PROBLEM TO WORK ON »
Repeat the listing below in full, exactly.
• • • • • • •
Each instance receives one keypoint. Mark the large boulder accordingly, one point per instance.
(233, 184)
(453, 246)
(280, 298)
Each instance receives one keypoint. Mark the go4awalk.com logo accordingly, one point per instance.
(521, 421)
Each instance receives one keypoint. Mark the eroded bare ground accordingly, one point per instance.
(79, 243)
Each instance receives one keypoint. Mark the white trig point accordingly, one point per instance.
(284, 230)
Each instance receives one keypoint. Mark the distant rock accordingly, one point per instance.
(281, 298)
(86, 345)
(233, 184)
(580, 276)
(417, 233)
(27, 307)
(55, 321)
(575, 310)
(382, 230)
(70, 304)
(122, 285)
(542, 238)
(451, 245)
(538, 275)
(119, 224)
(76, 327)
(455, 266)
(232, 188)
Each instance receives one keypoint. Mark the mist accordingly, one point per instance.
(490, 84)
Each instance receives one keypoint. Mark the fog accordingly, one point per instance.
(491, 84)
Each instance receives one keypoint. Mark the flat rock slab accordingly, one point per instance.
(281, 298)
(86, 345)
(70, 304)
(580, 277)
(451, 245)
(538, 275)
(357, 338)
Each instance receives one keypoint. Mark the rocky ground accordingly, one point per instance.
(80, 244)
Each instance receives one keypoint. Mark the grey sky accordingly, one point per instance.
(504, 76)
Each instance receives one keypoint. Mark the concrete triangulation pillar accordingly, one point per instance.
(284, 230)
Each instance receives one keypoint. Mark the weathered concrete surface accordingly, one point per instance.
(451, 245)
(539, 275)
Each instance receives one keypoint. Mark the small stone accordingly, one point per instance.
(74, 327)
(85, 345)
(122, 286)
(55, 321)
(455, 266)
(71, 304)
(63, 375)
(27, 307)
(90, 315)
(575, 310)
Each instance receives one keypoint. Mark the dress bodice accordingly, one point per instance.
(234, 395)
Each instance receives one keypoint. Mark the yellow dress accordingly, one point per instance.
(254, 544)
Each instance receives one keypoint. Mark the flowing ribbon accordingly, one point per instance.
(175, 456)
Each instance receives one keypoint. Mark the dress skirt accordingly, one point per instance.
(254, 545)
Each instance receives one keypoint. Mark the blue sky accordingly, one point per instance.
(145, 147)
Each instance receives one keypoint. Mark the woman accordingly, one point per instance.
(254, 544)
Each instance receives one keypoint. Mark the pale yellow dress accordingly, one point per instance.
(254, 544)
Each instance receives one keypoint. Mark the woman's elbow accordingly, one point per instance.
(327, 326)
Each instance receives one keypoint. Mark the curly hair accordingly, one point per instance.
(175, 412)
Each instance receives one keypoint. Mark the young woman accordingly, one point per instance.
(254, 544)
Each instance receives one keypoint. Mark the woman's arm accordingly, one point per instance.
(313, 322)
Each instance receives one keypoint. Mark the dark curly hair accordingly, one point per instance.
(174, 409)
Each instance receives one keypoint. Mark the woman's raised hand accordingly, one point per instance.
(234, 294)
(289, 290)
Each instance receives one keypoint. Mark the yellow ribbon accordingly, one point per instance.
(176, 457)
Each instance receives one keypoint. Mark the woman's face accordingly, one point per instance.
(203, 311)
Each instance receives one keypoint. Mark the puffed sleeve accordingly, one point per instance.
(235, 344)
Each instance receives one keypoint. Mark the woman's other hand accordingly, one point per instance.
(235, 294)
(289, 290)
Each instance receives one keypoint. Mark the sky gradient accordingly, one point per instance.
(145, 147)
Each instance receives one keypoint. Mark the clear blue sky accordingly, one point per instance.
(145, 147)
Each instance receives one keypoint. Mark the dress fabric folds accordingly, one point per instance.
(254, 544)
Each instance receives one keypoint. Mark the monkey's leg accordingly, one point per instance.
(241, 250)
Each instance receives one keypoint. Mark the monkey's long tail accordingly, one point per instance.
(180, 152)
• • • • • • •
REPLY »
Each instance receives one keypoint. Mark the large boulder accordingly, one point per instance.
(233, 184)
(453, 246)
(280, 298)
Each instance receives one keypoint. Mark the go4awalk.com logo accordingly, one point per instance.
(521, 421)
Each instance receives one keypoint. Mark the eroded bare ground accordingly, one point per instance.
(79, 243)
Each instance receives one keypoint. Mark the white trig point accordingly, one point per instance.
(284, 230)
Each instance receives one keypoint. Mark the distant rock accordingly, one point per instance.
(281, 298)
(86, 345)
(233, 184)
(580, 276)
(417, 233)
(27, 307)
(55, 321)
(575, 310)
(382, 230)
(70, 304)
(122, 285)
(542, 238)
(451, 245)
(538, 275)
(119, 224)
(76, 327)
(455, 266)
(232, 188)
Each instance receives one keypoint. Mark the mist accordingly, one point per instance.
(490, 84)
Each instance receives one keypoint. Mark the fog accordingly, one point per instance.
(491, 84)
Each instance receives one keypoint. Mark the flat rock slab accordingly, one point per instance.
(281, 298)
(86, 345)
(70, 304)
(580, 277)
(451, 245)
(538, 275)
(357, 338)
Each instance receives one keypoint. Mark the rocky ground accordingly, one point per instance.
(80, 244)
Each instance receives one keypoint. Mark the grey sky accordingly, one point per instance.
(504, 76)
Each instance receives one keypoint. Mark the concrete triangulation pillar accordingly, one point per instance.
(284, 230)
Each instance receives one keypoint. Mark the weathered concrete surface accordingly, one point per instance.
(451, 245)
(539, 275)
Each instance receives one keypoint. Mark the small stone accordingly, one point per instance.
(74, 327)
(85, 345)
(122, 286)
(55, 321)
(455, 266)
(71, 304)
(63, 375)
(27, 307)
(90, 315)
(575, 310)
Each instance receives one keypoint. Mark the dress bodice accordingly, one point per instance.
(234, 395)
Each instance receives one keypoint. Mark the yellow dress accordingly, one point per instance.
(254, 544)
Each instance receives one keypoint. Mark the flowing ribbon accordingly, one point per instance.
(175, 456)
Each instance receives one keypoint. Mark the dress skirt accordingly, one point per instance.
(254, 545)
Each instance receives one keypoint. Mark the blue sky accordingly, one point per instance.
(145, 147)
Each instance receives one keypoint. Mark the woman accordingly, one point per instance.
(254, 544)
Each instance receives one keypoint. Mark the pale yellow dress accordingly, one point per instance.
(254, 544)
Each instance receives one keypoint. Mark the woman's elbow accordingly, one point per instance.
(327, 326)
Each instance receives one keypoint. Mark the curly hair accordingly, one point per instance.
(175, 412)
Each instance receives one keypoint. Mark the young woman accordingly, one point per instance.
(254, 544)
Each instance receives one keypoint. Mark the woman's arm accordingly, one point per instance.
(313, 322)
Each instance receives one keypoint. Mark the dark curly hair accordingly, one point per instance.
(174, 409)
Each instance receives one keypoint. Mark the woman's raised hand accordingly, one point per instance.
(234, 294)
(289, 290)
Each instance receives one keypoint. Mark the yellow ribbon accordingly, one point per instance.
(176, 457)
Each instance receives one keypoint. Mark the woman's face accordingly, one point per instance.
(203, 311)
Each instance receives one keypoint. Mark the puffed sleeve accordingly, one point per instance.
(235, 344)
Each instance receives one keypoint. Mark the woman's other hand accordingly, one point per instance.
(235, 294)
(289, 290)
Each instance receives one keypoint. Mark the sky gradient accordingly, one point per instance.
(145, 147)
Each instance receives one keypoint. Mark the clear blue sky accordingly, one point per instance.
(145, 147)
Each instance receives one keypoint. Mark the dress fabric folds accordingly, one point per instance.
(254, 544)
Each instance receives one keypoint. Mark the monkey's leg accordingly, one point per instance.
(241, 250)
Each instance receives one keypoint. Mark the monkey's long tail accordingly, one point per instance.
(180, 152)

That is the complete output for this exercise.